Task prompt: Every record that follows should be printed verbatim.

----

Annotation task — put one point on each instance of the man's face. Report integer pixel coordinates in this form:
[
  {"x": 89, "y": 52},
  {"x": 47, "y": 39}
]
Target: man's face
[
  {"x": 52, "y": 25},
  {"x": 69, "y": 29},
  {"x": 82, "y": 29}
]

----

The result:
Annotation task — put one point on each instance of the man's face. Report integer pixel coordinates in this form:
[
  {"x": 89, "y": 52},
  {"x": 47, "y": 39}
]
Target: man's face
[
  {"x": 52, "y": 25},
  {"x": 69, "y": 29},
  {"x": 82, "y": 29}
]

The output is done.